= Prompt A =
According to the article on the planned ICE facility in Merrimack, how many people would each of the smaller feeder facilities hold?
= Prompt B =
Continue the article on the planned ICE facility in Merrimack, picking up after its last sentence.

Demonstrators gather outside Merrimack Town Hall Thursday for a protest of reported plans to put an ICE facility in Merrimack. (Photo by William Skipworth/New Hampshire Bulletin)

In late December, The Washington Post reported that Merrimack is one of 23 sites across the United States where the Trump administration plans to build a new ICE detention facility as part of its aggressive deportation campaign, citing a leaked document from the Department of Homeland Security. The local response over the ensuing weeks has been intense.

“I’m almost 70 years old,” Mike Tranchemontagne, of nearby Nashua, said. “I never thought I’d be living in a police state, and that’s what we’re turning into.”

Mike Tranchemontagne, of Nashua, participated in the Merrimack rally on Jan. 8, 2026. (Photo by William Skipworth/New Hampshire Bulletin)

Immigration and Customs Enforcement, commonly known as ICE, is seeking contractors to help convert industrial warehouses into a network of detention centers across the country to hold immigrants the federal government wants to deport, the Post reported. Under the plan, seven new facilities would hold 5,000 to 10,000 people each and 16 new smaller feeder facilities would hold up to 1,500 people each. Detainees would be booked and held at the smaller facilities for a few weeks before being transferred to one of the large facilities. The administration plans to put one of the smaller facilities in Merrimack, according to the newspaper’s reporting.

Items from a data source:
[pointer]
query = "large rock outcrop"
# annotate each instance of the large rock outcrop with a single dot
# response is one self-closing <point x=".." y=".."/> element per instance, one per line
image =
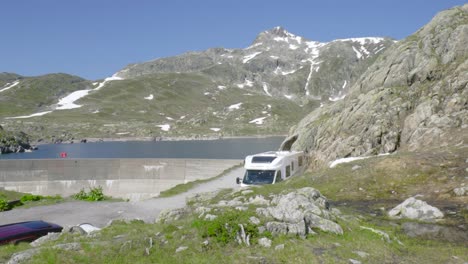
<point x="414" y="96"/>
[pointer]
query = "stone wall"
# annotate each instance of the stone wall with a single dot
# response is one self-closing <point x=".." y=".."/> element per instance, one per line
<point x="133" y="179"/>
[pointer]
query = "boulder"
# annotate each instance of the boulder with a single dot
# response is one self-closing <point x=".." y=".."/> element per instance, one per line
<point x="299" y="212"/>
<point x="413" y="208"/>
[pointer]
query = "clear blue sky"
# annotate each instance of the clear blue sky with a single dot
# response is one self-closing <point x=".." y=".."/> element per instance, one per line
<point x="96" y="38"/>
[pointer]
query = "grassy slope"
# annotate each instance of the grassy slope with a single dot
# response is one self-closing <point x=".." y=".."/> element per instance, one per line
<point x="123" y="109"/>
<point x="35" y="94"/>
<point x="364" y="190"/>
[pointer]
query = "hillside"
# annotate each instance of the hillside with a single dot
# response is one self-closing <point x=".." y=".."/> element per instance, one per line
<point x="261" y="90"/>
<point x="414" y="97"/>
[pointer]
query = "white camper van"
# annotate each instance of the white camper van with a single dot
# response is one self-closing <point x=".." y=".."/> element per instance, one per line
<point x="271" y="167"/>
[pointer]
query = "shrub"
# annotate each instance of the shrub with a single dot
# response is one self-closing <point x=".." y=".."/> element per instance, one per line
<point x="94" y="194"/>
<point x="225" y="227"/>
<point x="4" y="206"/>
<point x="30" y="197"/>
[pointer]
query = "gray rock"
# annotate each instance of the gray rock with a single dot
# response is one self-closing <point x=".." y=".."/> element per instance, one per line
<point x="258" y="200"/>
<point x="44" y="239"/>
<point x="461" y="191"/>
<point x="315" y="221"/>
<point x="401" y="101"/>
<point x="68" y="246"/>
<point x="264" y="242"/>
<point x="279" y="247"/>
<point x="361" y="254"/>
<point x="254" y="220"/>
<point x="22" y="257"/>
<point x="280" y="228"/>
<point x="210" y="217"/>
<point x="415" y="209"/>
<point x="181" y="248"/>
<point x="170" y="215"/>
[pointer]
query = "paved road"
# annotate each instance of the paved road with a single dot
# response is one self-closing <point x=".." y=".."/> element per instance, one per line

= Result A =
Up to 1,500 people each.

= Result B =
Gov. Kelly Ayotte, speaking to reporters last week, said her administration has heard nothing from the federal government about a potential ICE facility in New Hampshire.

“This whole discussion about it, to me, is, at this point, a speculative discussion,” Ayotte said. “I would expect, if this were a real plan, which I don’t know yet because it’s been media speculation at this point, that there would be a process in which members of the local community would have an opportunity to weigh in, as, I would think, at some point the state would be consulted. But none of that’s happened yet.”

Ayotte also questioned who would staff a Merrimack facility given the fact there is already an ongoing staffing shortage in New Hampshire state prisons.

Tranchemontagne was one of hundreds who gathered outside Merrimack Town Hall Thursday protesting the plans. While the demonstration began as a reaction to the news of a potential detention center in Merrimack, it grew to become a protest about ICE action across the country and the Trump administration’s actions writ large. The protest came one day after an ICE officer shot and killed U.S. citizen Renee Good in Minneapolis, and many protesters held signs referencing the shooting or wore stickers bearing Good’s name. 

“I love my country and I disagree with just about everything that’s happened in the last year,” Tranchemontagne said. “Just total lack of concern about law and order, the Constitution, due process, on and on and on. I mean, it’s unfathomable.”

State Rep. Wendy Thomas, a Merrimack Democrat, believes such a facility would be both a moral and practical issue.

“ICE is a lawless, thug-ridden agency that is not following procedure,” Thomas told the Bulletin. “They’re not following laws. They’re terrorizing people around the United States. We don’t need people like that in our town. They violate human rights on a regular basis.”

Thomas argued “building this facility would make Merrimack complicit in those abuses.” 

A protester holds a sign during the Merrimack rally on Jan. 8, 2026. (Photo by William Skipworth/New Hampshire Bulletin)

However, she also pointed to planning and zoning concerns.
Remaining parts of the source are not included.